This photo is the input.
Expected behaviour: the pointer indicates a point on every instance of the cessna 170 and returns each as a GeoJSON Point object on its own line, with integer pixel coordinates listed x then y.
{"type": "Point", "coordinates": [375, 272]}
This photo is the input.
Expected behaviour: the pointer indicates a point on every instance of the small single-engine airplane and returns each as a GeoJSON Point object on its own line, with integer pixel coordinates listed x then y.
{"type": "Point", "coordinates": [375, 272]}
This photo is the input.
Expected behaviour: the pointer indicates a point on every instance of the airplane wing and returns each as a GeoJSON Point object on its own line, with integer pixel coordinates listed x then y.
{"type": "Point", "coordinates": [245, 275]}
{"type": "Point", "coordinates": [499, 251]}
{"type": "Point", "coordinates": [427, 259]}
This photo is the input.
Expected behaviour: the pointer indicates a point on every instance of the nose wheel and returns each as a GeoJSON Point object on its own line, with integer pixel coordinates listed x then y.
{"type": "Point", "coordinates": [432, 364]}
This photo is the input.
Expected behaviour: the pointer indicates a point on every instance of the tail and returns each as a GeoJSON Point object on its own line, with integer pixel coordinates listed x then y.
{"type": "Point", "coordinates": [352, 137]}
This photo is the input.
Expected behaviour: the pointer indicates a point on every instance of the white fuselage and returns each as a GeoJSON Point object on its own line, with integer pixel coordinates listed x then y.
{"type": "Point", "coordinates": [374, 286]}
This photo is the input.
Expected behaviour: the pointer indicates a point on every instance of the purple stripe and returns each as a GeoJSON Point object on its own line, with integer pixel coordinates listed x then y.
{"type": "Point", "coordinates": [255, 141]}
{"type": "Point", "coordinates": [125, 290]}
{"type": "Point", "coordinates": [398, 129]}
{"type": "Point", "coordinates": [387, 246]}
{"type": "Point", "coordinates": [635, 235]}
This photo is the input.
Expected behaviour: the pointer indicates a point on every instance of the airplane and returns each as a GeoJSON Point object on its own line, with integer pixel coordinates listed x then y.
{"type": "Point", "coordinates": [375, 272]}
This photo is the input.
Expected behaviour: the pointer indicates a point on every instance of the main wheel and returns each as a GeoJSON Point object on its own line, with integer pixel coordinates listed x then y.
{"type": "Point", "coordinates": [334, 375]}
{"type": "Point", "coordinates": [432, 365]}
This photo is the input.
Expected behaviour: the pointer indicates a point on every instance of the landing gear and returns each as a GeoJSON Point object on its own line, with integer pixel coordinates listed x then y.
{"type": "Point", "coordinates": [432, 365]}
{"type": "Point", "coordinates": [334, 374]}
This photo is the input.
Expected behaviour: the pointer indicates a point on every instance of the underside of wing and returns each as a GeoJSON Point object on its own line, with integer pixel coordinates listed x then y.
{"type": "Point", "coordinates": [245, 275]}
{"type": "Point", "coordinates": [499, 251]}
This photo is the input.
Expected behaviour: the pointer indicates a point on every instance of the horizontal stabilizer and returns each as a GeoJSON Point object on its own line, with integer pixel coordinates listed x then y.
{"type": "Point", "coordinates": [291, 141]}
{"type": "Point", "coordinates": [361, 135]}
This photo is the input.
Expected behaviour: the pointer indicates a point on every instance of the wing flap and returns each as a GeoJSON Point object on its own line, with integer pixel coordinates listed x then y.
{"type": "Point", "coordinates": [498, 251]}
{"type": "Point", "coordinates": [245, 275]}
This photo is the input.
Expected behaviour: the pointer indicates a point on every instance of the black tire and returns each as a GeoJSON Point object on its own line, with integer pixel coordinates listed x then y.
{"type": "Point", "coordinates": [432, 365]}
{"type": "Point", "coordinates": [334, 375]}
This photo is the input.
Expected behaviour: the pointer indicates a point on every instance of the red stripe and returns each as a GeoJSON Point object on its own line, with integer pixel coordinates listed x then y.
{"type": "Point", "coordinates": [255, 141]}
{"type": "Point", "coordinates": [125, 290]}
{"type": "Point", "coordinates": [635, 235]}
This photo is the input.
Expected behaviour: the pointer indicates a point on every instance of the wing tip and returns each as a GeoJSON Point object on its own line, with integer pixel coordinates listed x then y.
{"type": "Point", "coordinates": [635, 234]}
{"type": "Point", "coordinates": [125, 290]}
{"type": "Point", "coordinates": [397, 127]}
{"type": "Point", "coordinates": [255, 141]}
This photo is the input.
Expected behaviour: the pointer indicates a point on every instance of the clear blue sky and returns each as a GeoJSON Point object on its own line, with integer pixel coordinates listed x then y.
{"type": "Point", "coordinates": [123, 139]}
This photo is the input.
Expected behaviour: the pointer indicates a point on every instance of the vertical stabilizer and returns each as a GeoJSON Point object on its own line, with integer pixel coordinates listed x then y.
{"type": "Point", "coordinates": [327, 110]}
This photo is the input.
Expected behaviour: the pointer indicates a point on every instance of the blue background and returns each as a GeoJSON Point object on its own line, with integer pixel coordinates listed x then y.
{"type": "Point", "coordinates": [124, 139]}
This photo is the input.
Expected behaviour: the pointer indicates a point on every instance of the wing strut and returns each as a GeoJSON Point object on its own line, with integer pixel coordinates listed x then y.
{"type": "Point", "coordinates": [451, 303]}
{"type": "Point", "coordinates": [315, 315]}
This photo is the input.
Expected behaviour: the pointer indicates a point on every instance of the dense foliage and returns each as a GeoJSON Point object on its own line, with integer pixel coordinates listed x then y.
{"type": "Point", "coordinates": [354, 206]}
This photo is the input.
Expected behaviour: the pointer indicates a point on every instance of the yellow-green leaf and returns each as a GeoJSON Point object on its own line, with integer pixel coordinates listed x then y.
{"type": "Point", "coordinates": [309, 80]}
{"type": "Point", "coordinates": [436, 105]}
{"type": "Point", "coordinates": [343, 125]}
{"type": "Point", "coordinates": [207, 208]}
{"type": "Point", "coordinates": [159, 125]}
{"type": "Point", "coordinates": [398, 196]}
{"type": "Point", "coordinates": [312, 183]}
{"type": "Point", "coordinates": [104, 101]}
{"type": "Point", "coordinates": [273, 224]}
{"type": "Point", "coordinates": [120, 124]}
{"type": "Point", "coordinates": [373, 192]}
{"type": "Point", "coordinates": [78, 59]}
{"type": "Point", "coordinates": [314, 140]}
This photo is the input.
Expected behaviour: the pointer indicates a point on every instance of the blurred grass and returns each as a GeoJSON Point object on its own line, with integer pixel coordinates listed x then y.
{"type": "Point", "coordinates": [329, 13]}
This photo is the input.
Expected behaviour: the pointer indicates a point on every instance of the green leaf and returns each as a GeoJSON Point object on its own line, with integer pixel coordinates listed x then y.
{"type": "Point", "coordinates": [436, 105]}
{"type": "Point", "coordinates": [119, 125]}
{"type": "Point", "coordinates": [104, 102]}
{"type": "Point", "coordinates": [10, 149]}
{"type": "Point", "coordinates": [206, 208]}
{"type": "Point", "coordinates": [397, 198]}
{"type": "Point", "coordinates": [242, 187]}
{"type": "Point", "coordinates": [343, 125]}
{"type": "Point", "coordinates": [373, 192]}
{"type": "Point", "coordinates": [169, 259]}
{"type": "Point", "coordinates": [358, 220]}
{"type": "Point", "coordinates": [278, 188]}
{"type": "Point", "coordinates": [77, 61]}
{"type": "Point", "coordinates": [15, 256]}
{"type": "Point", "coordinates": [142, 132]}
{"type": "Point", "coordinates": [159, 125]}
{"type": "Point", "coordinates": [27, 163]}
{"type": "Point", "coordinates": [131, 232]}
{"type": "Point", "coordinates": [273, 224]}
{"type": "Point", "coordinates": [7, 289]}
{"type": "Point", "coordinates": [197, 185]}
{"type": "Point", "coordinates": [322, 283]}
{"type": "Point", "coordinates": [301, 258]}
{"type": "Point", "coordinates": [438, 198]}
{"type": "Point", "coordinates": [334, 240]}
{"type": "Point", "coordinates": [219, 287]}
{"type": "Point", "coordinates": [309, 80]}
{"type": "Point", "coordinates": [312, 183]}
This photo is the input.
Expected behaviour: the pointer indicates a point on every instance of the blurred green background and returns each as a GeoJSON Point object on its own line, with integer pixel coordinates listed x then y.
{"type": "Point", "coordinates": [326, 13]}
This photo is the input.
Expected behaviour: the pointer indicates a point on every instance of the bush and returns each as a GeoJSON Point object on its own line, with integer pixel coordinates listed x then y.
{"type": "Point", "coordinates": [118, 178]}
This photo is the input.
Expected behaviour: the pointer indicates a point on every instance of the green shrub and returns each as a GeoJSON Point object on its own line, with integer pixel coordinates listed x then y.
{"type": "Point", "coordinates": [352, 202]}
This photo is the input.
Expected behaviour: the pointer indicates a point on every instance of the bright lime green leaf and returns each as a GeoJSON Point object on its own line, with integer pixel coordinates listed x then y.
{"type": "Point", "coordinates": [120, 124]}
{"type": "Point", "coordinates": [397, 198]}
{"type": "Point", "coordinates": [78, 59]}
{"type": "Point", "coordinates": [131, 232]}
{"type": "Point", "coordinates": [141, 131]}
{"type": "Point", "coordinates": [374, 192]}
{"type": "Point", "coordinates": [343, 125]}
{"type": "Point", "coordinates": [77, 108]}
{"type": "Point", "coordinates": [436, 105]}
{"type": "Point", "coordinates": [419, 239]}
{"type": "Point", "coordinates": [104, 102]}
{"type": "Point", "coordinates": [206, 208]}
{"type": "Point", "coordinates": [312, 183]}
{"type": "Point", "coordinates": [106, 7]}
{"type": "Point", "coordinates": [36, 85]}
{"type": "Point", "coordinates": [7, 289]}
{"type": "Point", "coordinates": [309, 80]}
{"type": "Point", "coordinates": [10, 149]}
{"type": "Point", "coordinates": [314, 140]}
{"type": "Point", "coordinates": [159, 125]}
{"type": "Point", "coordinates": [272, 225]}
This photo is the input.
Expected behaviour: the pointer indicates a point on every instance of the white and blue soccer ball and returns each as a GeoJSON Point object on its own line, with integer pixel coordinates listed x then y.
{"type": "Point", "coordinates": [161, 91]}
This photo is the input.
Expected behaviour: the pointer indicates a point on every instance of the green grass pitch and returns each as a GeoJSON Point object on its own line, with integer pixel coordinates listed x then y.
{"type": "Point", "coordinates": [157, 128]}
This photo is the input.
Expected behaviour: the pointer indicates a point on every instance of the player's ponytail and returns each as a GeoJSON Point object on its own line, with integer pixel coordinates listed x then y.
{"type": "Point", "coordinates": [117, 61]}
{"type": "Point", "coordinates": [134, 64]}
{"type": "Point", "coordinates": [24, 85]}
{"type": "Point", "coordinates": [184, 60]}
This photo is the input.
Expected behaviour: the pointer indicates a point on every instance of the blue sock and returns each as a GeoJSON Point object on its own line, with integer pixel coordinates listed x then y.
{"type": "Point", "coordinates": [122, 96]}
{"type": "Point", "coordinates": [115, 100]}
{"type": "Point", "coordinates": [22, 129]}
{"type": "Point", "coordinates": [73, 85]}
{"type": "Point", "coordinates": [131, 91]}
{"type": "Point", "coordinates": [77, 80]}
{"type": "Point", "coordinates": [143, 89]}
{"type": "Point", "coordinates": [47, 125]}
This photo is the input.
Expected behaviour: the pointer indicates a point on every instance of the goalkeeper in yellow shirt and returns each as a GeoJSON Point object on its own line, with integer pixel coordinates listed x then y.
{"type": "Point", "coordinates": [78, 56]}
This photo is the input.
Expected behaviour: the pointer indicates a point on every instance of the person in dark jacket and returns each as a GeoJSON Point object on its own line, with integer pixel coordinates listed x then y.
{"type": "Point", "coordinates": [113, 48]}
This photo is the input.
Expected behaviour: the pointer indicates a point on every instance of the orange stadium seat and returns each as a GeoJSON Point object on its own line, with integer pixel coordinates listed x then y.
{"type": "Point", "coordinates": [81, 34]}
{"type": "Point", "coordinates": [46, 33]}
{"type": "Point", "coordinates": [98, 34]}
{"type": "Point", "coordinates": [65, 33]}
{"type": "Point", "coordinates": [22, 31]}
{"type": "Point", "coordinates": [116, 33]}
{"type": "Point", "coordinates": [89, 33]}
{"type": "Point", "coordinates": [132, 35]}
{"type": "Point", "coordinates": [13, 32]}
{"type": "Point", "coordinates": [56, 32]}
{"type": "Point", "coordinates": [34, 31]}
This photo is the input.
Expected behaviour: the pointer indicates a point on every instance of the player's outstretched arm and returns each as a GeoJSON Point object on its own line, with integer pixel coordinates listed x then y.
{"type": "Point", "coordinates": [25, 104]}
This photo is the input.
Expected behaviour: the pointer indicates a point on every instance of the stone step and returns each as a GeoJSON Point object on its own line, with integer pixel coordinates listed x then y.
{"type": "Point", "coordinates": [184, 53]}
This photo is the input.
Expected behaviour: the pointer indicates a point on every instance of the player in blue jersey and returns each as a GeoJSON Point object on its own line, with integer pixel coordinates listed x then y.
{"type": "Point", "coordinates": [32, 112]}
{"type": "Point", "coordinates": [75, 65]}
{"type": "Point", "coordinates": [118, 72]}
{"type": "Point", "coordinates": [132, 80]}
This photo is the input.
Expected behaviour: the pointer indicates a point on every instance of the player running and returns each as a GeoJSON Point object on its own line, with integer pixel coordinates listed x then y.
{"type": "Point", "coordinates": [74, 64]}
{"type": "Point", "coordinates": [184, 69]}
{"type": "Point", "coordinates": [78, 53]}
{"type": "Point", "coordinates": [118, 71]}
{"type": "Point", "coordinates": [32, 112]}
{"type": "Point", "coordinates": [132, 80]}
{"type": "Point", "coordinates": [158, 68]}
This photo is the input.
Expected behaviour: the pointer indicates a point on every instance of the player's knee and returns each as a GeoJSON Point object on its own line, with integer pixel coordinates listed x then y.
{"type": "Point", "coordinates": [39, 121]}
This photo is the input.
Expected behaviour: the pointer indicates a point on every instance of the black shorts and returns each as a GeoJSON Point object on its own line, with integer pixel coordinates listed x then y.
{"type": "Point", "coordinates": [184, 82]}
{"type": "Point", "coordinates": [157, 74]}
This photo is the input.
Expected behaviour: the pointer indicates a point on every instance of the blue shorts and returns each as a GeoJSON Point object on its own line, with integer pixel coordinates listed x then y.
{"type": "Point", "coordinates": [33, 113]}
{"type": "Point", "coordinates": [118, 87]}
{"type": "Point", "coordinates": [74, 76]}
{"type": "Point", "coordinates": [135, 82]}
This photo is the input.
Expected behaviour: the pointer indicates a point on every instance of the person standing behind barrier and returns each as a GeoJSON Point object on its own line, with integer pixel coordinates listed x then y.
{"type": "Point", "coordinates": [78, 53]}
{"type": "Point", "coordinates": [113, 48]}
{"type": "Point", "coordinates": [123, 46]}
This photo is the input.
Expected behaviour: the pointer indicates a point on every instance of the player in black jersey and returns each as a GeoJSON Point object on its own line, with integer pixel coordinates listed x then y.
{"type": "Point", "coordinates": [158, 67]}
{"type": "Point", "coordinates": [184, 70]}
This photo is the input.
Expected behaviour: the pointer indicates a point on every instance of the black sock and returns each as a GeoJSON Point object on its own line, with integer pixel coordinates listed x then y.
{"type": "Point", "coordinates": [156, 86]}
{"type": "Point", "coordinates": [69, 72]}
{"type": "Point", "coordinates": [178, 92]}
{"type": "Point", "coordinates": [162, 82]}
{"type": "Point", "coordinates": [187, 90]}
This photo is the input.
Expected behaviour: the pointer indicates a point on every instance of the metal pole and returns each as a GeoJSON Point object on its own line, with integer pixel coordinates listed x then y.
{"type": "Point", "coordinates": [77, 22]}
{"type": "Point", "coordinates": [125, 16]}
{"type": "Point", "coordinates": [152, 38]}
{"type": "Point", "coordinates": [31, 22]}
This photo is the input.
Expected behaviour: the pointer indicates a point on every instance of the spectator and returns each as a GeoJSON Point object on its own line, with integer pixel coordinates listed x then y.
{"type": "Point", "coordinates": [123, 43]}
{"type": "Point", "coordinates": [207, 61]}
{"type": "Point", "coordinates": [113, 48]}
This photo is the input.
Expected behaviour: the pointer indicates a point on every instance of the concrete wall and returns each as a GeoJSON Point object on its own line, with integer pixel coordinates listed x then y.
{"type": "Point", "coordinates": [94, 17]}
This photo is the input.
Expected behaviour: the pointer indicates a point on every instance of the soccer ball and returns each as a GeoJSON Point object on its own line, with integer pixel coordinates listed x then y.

************

Can you recast the lines from the start of the listing up to and including the line containing "of the cessna" as a JSON list of strings, one string per line, with blank lines left out?

◆ Response to the exercise ◆
[
  "This photo is the input.",
  "Expected behaviour: the pointer indicates a point on every instance of the cessna 170 and returns each as a GeoJSON Point object on its own line, with integer pixel coordinates listed x then y."
]